**Deine Aufgabe:** Gib aus dem Text über das neue LKW-Getriebe von Volvo das Stück wortgetreu aus, das mit den Worten "Spötter behaupten, Volvo" anfängt und mit "ziemlich hoch hängt?" aufhört.

**Zitierter Text:**
Spötter behaupten, Volvo hätte mit der Einzelradaufhängung eine Antwort auf eine Frage gegeben, die niemand gestellt hat. Jetzt kommen die Schweden mit dem ersten Doppelkupplungsgetriebe für Schwer-LKW. Wieder eine solche Antwort - wo man doch anerkanntermaßen schon jetzt eines der besten automatisierten Getriebe herstellt und damit die Latte ziemlich hoch hängt?
Nach dem ersten Fahreindruck auf schwerer spanischer Autobahntopografie muss man sagen "Ja" und "Nein". Nein, weil die neuen Getriebe mit wenigen Abstrichen gut funktionieren, die Schaltzeit noch weiter verkürzen und auch den Komfort erhöhen. Ja, weil sich Volvo die neue Technik mit 5000! Euro Bruttopreis fürstlich bezahlen lässt und die neuen Getriebe 101 Kilo schwerer sind.

**Listenauszug:**
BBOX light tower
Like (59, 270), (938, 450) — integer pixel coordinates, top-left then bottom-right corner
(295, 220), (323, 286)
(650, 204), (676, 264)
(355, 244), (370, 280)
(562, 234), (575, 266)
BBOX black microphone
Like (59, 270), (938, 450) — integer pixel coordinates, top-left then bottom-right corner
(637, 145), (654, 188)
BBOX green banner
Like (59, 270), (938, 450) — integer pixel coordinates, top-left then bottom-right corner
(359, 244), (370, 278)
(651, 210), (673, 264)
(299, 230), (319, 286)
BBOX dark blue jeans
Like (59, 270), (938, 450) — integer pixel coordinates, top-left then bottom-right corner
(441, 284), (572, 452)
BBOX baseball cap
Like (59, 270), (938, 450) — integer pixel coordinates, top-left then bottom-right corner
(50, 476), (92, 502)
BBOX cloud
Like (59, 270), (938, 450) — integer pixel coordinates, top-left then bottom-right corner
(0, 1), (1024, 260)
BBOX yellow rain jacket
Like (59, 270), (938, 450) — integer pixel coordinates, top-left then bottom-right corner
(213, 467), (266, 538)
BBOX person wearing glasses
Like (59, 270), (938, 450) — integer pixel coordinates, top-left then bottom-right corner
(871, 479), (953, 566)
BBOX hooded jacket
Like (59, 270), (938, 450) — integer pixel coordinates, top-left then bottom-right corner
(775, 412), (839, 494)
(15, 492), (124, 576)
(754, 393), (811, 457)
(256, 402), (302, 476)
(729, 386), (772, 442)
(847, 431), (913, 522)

==

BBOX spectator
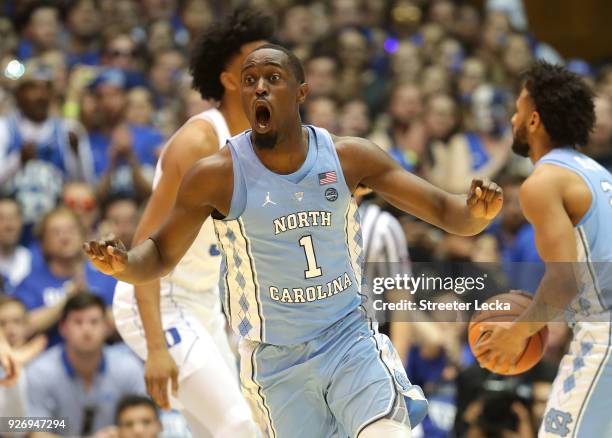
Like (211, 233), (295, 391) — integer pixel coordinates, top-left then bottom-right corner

* * *

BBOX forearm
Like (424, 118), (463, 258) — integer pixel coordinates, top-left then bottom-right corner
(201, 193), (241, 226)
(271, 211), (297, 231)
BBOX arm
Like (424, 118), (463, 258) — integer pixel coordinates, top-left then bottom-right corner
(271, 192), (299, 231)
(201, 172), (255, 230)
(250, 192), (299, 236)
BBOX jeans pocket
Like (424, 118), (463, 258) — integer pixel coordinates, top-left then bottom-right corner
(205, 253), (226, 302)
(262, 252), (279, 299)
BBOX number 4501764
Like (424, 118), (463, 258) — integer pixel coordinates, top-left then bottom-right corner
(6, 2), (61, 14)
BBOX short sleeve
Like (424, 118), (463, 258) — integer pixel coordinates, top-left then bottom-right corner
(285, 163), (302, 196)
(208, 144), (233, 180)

**Antwort:**
Spötter behaupten, Volvo hätte mit der Einzelradaufhängung eine Antwort auf eine Frage gegeben, die niemand gestellt hat. Jetzt kommen die Schweden mit dem ersten Doppelkupplungsgetriebe für Schwer-LKW. Wieder eine solche Antwort - wo man doch anerkanntermaßen schon jetzt eines der besten automatisierten Getriebe herstellt und damit die Latte ziemlich hoch hängt?